=== Given entries ===
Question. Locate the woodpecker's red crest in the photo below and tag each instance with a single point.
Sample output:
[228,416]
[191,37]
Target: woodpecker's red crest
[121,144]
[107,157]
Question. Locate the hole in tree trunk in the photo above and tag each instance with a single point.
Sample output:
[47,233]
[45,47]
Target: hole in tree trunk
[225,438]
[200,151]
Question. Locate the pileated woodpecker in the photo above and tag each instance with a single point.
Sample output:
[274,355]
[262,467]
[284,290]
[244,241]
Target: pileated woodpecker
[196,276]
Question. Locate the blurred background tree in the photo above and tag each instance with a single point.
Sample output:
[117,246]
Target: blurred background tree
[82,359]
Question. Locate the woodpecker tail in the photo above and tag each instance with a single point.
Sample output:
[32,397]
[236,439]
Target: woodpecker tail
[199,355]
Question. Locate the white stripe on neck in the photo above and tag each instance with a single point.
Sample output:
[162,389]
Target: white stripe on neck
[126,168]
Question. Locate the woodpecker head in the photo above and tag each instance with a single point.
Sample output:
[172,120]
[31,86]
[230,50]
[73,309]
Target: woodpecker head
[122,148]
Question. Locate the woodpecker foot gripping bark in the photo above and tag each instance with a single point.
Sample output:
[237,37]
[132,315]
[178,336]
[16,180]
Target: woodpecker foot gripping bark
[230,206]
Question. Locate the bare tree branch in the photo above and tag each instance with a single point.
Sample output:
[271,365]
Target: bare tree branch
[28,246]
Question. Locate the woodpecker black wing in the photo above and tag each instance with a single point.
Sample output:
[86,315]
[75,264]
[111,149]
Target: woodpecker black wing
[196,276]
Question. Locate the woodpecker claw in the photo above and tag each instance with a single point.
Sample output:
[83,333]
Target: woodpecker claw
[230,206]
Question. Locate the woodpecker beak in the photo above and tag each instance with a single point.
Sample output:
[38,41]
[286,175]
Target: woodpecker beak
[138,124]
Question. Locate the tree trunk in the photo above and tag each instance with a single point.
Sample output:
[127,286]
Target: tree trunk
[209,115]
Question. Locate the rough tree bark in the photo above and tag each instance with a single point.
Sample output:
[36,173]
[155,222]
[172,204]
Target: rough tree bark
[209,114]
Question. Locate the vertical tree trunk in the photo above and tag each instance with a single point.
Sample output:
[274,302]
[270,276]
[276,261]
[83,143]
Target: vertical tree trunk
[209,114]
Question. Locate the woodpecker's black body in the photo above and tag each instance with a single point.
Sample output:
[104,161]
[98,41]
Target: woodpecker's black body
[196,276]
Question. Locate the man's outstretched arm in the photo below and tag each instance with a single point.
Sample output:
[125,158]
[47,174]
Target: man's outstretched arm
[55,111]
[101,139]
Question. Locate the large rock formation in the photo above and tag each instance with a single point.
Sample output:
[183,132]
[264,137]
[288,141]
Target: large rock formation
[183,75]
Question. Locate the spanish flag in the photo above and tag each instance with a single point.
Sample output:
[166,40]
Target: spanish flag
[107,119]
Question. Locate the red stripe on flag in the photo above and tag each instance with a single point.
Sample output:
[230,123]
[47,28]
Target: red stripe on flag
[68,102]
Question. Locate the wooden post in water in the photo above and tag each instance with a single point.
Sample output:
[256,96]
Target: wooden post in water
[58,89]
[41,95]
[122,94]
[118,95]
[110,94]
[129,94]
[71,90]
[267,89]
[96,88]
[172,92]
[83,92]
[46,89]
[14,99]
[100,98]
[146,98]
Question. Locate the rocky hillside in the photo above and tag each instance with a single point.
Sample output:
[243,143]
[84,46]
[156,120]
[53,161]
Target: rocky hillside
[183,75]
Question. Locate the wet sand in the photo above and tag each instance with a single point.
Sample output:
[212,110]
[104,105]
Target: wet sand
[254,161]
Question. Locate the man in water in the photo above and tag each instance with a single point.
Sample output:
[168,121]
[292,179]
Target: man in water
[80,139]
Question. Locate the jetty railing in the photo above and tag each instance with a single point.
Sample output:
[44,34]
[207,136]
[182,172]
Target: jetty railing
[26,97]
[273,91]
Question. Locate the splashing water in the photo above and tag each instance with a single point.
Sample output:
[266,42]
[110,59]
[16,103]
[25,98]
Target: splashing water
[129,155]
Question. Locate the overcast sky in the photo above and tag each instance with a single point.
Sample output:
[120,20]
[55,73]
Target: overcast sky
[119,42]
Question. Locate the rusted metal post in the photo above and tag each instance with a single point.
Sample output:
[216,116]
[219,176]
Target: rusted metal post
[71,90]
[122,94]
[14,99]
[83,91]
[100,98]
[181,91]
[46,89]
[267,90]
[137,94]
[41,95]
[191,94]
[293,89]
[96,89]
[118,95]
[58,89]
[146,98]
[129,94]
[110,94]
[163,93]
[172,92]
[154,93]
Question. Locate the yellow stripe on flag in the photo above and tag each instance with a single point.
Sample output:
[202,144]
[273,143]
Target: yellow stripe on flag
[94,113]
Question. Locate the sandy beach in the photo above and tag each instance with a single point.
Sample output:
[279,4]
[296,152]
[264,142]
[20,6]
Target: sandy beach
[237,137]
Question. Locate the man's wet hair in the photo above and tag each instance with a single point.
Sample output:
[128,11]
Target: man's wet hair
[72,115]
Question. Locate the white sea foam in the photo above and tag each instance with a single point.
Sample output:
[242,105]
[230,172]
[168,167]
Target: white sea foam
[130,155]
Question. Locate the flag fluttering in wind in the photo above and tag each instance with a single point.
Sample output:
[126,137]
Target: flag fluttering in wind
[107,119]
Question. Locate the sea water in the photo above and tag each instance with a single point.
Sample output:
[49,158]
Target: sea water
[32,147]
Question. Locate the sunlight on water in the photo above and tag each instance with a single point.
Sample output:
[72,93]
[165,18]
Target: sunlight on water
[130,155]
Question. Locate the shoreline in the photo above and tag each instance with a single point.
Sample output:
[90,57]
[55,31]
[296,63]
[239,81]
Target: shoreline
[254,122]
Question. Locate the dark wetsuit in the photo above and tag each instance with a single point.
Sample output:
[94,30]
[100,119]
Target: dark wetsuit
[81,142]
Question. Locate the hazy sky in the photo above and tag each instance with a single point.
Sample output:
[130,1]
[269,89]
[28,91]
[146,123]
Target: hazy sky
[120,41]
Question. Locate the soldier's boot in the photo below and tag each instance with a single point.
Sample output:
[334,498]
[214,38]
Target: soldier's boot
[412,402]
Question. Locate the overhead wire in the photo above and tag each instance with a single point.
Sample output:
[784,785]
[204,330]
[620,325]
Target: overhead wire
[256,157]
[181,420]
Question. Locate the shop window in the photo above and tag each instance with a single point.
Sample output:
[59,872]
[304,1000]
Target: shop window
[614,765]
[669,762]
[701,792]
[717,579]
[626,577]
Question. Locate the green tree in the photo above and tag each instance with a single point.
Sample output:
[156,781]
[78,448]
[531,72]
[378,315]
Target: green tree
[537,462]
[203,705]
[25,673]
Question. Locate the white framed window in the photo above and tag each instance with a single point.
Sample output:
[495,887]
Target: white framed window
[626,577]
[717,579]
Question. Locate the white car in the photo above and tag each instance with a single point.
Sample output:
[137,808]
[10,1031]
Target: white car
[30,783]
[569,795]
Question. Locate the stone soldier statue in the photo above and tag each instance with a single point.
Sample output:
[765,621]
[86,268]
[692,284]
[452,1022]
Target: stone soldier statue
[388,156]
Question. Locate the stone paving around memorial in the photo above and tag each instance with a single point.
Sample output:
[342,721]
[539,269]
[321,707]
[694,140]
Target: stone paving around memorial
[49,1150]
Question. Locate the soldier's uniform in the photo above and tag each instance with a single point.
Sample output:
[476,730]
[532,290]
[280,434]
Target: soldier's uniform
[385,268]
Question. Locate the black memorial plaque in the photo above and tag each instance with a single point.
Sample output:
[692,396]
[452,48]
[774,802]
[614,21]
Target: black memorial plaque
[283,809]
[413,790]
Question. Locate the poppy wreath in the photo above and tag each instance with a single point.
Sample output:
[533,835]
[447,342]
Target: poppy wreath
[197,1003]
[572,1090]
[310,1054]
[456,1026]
===
Write out exactly the lines of the entries above that run from the line containing "Question. Locate the stone paving" through the last line, including both.

Question. Locate the stone paving around memorial in the photo above and tag each instance with a single point.
Sample output:
[342,721]
[539,269]
[321,707]
[694,140]
Target: stone paving around memorial
[49,1150]
Question. Locate the soldier's uniform in the photo above and tag each instance with a single point.
Sample output:
[476,730]
[532,290]
[280,434]
Target: soldier's uniform
[385,268]
Question. Locate the black memorial plaque in the photo above and tag each instance with a single point.
Sample output:
[692,396]
[452,48]
[774,802]
[614,21]
Target: black memorial plaque
[283,809]
[413,790]
Question. Locate the poppy wreath in the photo above and tag each instance with a single point.
Sample output:
[533,835]
[447,342]
Target: poppy wreath
[197,1003]
[572,1090]
[310,1054]
[456,1026]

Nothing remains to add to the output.